Report every line in the items below that contains the string "coffee", matching case exactly.

--- BEGIN ENTRIES SHOWN ---

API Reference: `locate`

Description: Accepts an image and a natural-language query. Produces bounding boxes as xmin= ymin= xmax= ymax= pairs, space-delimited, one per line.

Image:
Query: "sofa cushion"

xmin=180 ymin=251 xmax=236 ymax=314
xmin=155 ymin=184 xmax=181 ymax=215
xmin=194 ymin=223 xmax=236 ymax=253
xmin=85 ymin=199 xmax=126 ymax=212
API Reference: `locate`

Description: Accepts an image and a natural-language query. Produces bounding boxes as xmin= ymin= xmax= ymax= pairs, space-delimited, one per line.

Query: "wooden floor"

--- END ENTRIES SHOWN ---
--- BEGIN ENTRIES SHOWN ---

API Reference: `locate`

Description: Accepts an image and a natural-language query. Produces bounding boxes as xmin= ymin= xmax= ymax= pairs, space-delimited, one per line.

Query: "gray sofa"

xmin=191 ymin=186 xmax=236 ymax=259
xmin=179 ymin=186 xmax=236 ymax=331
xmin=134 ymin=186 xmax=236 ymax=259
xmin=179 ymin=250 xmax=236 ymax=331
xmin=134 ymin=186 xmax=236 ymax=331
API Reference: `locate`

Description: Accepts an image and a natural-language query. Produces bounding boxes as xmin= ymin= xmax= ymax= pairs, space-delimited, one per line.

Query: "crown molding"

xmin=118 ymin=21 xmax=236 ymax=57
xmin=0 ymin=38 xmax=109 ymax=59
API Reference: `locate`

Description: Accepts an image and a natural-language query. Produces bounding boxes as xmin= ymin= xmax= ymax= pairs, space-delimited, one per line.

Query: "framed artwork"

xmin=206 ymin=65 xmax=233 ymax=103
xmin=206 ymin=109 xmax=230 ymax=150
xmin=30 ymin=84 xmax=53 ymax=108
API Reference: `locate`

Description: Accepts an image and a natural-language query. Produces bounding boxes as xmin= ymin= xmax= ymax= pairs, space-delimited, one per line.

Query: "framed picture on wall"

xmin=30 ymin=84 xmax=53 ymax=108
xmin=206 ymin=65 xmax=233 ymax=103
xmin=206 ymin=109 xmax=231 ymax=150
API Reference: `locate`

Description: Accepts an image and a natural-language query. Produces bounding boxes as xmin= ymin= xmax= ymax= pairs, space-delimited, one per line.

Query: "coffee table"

--- END ENTRIES SHOWN ---
--- BEGIN ENTRIES SHOWN ---

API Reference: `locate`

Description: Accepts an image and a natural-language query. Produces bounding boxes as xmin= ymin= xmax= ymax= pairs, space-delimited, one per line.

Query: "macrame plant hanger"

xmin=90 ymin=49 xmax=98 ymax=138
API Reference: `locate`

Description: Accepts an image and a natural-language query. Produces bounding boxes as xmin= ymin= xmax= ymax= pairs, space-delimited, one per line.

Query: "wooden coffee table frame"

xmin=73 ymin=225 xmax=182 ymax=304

--- END ENTRIES SHOWN ---

:: ANSWER TO THE PROBLEM ::
Query: "coffee table"
Query: "wooden coffee table frame"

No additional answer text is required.